___ EXTRAIT FOURNI

Dans son histoire « possible » du Parti communiste italien [1], Lucio Magri, exclu en 1969 pour avoir été parmi les fondateurs du quotidien communiste critique Il Manifesto, se souvient : « Il a suffi d’une phrase et d’une salve d’applaudissements ». Au troisième jour du XIè Congrès du plus grand Parti communiste d’Europe occidentale, à Rome le 27 janvier 1966, Pietro Ingrao, chef de file de l’aile gauche, monte à la tribune. Ses dissensions avec le groupe dirigeant et la ligne officielle sont connues, notamment en ce qui concerne son analyse novatrice (qui s’est révélée exacte) d’un capitalisme italien alors en pleine mutation. Pourtant, toujours inquiet de l’unité du Parti auquel il a adhéré en 1940 sous le joug fasciste, Ingrao prononce une allocution qui vise à la conciliation. Mais se termine par ce constat :

« Chers camarades, je mentirais si je ne disais pas que le camarade Longo [le Secrétaire général] ne m’a pas convaincu en refusant d’introduire dans notre parti la publicité des débats, afin que soient clairs pour tous les camarades, non seulement les orientations et les décisions qui vont prévaloir, mais aussi le processus dialectique dont elles résultent. »

Il s’agit de pouvoir exprimer publiquement des désaccords en dépit du fameux centralisme démocratique. Un sacrilège dans un Parti de la Troisième Internationale.« L’assemblée réagit alors par une longue salve d’applaudissements insistants, et quand, pris par l’émotion, Ingrao à la tribune leva le poing, les applaudissements devinrent une véritable ovation. Mais à la table de la direction, tous restèrent de marbre, les bras ostensiblement immobiles. »

Même s’il devait ensuite être marginalisé au sein du groupe dirigeant, Ingrao incarne désormais une voix particulière au sein du PCI. Une voix qui annonçait en fait 68 et surtout « l’automne chaud » des grandes grèves de 1969, quand de nombreux jeunes ouvriers bousculent les vieilles méthodes syndicales dans un mouvement d’une rare radicalité. Une voix aussi qui permit, contrairement à bien d’autres PC de l’époque, à une partie de la nouvelle génération de venir à lui .

Néanmoins, à la sortie du Congrès de 1966, l’aile gauche paie cher cette insolence. S’il n’est pas pensable d’exclure Ingrao du Bureau politique, il s’y retrouve isolé : ses soutiens, sont éloignés de tous les postes à responsabilité dans le Parti. Les jeunes intellectuels de l’aile gauche (Rossana Rossanda, Luciana Castellina, Lucio Magri, Luigi Pintor, etc.) ne tardent pas à créer leur propre revue (qui devient un quotidien en 1971 grâce à une souscription populaire), Il Manifesto, référence au Manifeste du parti communiste de Marx et Engels. Sans l’autorisation de la direction.

______

ÉNONCÉ 1 =
Répondez à ces questions d’après l’extrait fourni.
(a) En quelle année Ingrao a-t-il adhéré au Parti ?
(b) Dans quelle ville et à quelle date Ingrao monte-t-il à la tribune du XIe Congrès ?
(c) En quelle année Il Manifesto devient-il un quotidien, et grâce à quoi ?
ÉNONCÉ 2 =
Les affirmations suivantes concordent-elles avec l’extrait fourni ? Répondez par oui ou non et citez les mots du texte qui tranchent.
(a) Lucio Magri a été exclu du Parti en 1969.
(b) Après le Congrès de 1966, Ingrao est exclu du Bureau politique.
(c) À la table de la direction, on applaudit la fin du discours d’Ingrao.

___ LIGNES DE DONNÉES

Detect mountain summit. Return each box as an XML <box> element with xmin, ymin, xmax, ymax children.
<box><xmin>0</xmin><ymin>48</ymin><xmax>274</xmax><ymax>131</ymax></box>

______

CORRIGÉ 1 =
(a) En 1940.
(b) À Rome, le 27 janvier 1966.
(c) En 1971, grâce à une souscription populaire.

CORRIGÉ 2 =
(a) Oui : « exclu en 1969 pour avoir été parmi les fondateurs du quotidien communiste critique Il Manifesto ».
(b) Non : « S’il n’est pas pensable d’exclure Ingrao du Bureau politique, il s’y retrouve isolé ».
(c) Non : « Mais à la table de la direction, tous restèrent de marbre, les bras ostensiblement immobiles. »